* What is required
Duplicate verbatim the records between the line containing "Query: breakwater rocks" and the line containing "Query: roof ornament", inclusive.

* Input material
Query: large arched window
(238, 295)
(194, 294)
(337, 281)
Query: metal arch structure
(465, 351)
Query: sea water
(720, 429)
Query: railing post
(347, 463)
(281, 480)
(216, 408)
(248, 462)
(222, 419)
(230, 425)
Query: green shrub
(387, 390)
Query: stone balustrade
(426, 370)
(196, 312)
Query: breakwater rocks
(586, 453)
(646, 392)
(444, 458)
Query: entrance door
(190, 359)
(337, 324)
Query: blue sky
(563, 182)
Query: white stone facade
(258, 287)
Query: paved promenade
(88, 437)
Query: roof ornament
--
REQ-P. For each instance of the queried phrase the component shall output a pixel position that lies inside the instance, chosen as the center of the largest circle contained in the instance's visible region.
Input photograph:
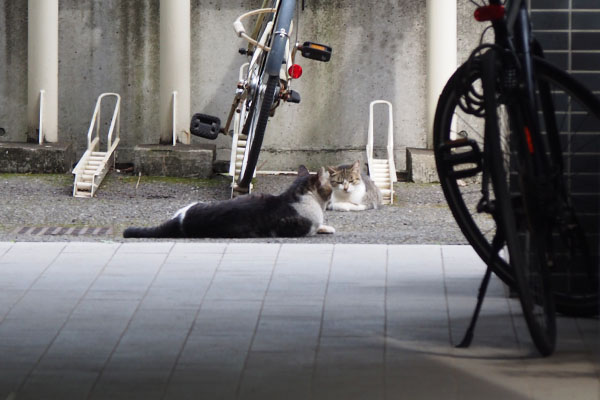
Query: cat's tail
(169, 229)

* Answer in full
Query: breakwater rocks
(586, 453)
(646, 392)
(444, 458)
Query: entrance door
(190, 359)
(337, 324)
Query: blue sky
(563, 182)
Query: white stone facade
(258, 287)
Query: paved promenade
(88, 437)
Query: roof ornament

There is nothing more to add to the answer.